Bryan Singer is an excellent director but his X-Men films were far superior to this one. The special effects were excellent, especially compared to the Christopher Reeve “Superman” films, but nothing special in comparison to the X-Men, Spiderman, and Fantastic Four movies. The plot moved very slowly, with long setups for a rather mundane story.

The premise of the movie is that our hero departed five years earlier to explore Krypton after its remains were discovered by astronomers. Yet, all we learn of that trip is that the planet was “a graveyard.” Why, then, was he gone five years? One would think a man who can fly at light speed could have explored a barren planet and returned home in time for dinner. No explanation is offered.

The Fortress of Solitude as crystals from Krypton angle, one of the most annoying aspects of the Reeve “Superman” series given its departure from the comics (although since woven into the two television adaptations) is central to the plot of this film. That the crystals can be easily removed by human hands and dumped into water — “like sea monkeys!” — with literally Earth shattering effect struck me as highly implausible. And Luthor’s motivations for a plan that would kill “billions,” including destroying the wealth of the Eastern Seaboard of the United States, were at best puzzling. How, exactly, he hoped to get rich with those people gone, especially living out on a barren Kryptonian-technology-laden island, was unexplained.

Entries supplied →
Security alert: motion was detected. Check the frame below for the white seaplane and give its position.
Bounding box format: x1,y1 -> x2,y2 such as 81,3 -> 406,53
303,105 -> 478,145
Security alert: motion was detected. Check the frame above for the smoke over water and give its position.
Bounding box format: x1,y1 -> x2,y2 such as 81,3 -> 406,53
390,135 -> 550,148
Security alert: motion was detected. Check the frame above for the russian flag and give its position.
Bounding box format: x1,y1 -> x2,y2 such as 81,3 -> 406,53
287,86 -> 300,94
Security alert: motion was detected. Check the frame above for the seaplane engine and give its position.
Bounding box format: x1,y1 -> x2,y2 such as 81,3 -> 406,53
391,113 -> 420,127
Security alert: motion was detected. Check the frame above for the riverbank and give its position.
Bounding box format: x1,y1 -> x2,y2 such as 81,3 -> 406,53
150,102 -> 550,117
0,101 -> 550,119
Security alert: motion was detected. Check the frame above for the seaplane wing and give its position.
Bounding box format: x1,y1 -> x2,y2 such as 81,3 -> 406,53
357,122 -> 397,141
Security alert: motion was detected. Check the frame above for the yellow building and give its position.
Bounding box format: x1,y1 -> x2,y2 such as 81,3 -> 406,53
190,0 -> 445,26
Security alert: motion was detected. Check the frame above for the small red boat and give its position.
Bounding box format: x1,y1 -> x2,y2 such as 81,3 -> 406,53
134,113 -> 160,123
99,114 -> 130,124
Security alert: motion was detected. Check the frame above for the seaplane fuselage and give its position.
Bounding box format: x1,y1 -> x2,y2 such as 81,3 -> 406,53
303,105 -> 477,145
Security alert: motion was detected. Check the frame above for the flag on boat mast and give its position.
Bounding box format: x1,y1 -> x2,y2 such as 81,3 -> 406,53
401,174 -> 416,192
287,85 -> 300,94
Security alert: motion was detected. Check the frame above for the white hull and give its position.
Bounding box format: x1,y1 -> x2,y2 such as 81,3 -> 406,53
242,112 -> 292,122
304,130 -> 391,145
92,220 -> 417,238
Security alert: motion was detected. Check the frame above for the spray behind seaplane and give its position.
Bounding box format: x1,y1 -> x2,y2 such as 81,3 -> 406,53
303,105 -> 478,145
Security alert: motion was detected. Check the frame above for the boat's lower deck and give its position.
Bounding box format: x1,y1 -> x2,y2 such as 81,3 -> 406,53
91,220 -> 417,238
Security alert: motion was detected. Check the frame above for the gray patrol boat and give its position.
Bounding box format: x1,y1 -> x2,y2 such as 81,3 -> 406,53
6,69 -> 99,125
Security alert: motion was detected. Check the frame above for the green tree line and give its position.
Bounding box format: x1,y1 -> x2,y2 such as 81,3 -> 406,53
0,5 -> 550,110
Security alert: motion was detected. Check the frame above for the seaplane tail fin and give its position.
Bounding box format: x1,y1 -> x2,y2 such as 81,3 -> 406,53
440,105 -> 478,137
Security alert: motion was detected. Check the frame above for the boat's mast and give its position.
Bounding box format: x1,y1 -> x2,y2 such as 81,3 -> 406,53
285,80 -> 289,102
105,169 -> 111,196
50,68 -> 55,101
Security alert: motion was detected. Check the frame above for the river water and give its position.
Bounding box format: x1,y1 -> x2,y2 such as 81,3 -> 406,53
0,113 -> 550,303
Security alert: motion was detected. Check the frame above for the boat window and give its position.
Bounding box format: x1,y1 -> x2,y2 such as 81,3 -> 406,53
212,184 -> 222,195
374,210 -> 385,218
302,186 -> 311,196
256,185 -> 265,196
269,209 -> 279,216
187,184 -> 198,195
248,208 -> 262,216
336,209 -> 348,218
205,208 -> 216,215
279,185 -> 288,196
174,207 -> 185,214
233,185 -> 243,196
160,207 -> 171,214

What to do →
1. Repeat the review's passage that opens with the words containing "Bryan Singer is" and closes with "explanation is offered.", swapping "astronomers" for "scientists".
2. Please summarize the review in two sentences.
3. In the review, how long was the hero gone exploring Krypton?

Written answers →
1.
Bryan Singer is an excellent director but his X-Men films were far superior to this one. The special effects were excellent, especially compared to the Christopher Reeve “Superman” films, but nothing special in comparison to the X-Men, Spiderman, and Fantastic Four movies. The plot moved very slowly, with long setups for a rather mundane story.

The premise of the movie is that our hero departed five years earlier to explore Krypton after its remains were discovered by scientists. Yet, all we learn of that trip is that the planet was “a graveyard.” Why, then, was he gone five years? One would think a man who can fly at light speed could have explored a barren planet and returned home in time for dinner. No explanation is offered.

2. The review calls this film weaker than Bryan Singer's X-Men films, with special effects that are nothing special next to other superhero movies and a slow plot built on long setups for a mundane story. It also faults unexplained points, such as why the hero spent five years exploring Krypton, the implausible use of the Kryptonian crystals, and Luthor's puzzling motives.

3. Five years.